* **EXERCISE AIM**: Could you render the records below as a numbered list, leaving out blank lines and the pictures?

** START OF TASK INPUTS **

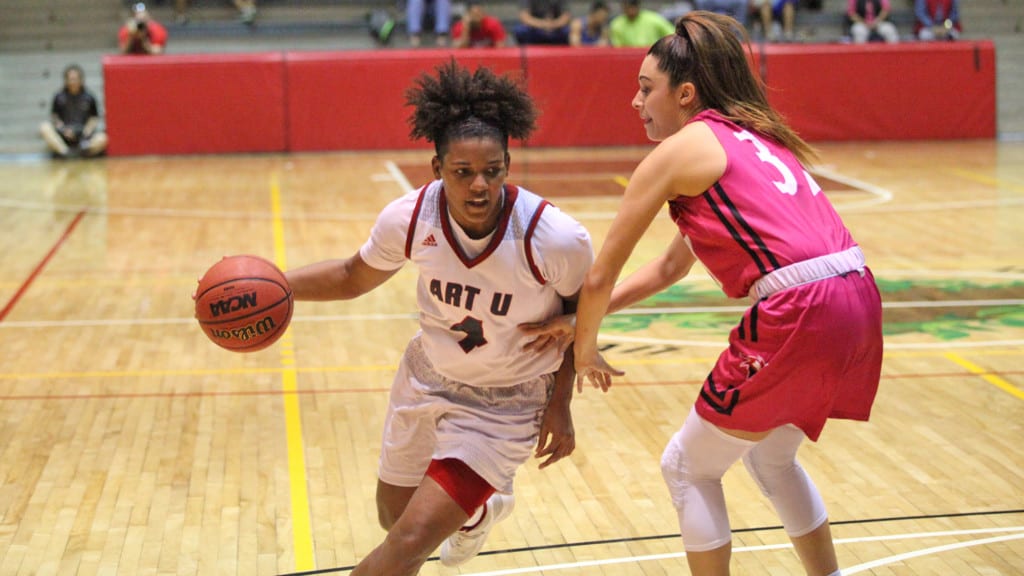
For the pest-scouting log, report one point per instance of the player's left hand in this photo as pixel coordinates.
(557, 438)
(557, 331)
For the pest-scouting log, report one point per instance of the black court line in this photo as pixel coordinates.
(677, 535)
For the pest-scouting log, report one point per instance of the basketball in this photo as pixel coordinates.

** END OF TASK INPUTS **

* **SOLUTION TO THIS PROBLEM**:
1. For the pest-scouting log, report one point per instance of the player's left hand in this photo as pixel coordinates.
2. (557, 438)
3. (557, 331)
4. For the pest-scouting log, report one point per instance of the black court line in this photo as pixel coordinates.
5. (677, 535)
6. For the pest-scouting log, report one point per instance of the basketball in this photo as pixel coordinates.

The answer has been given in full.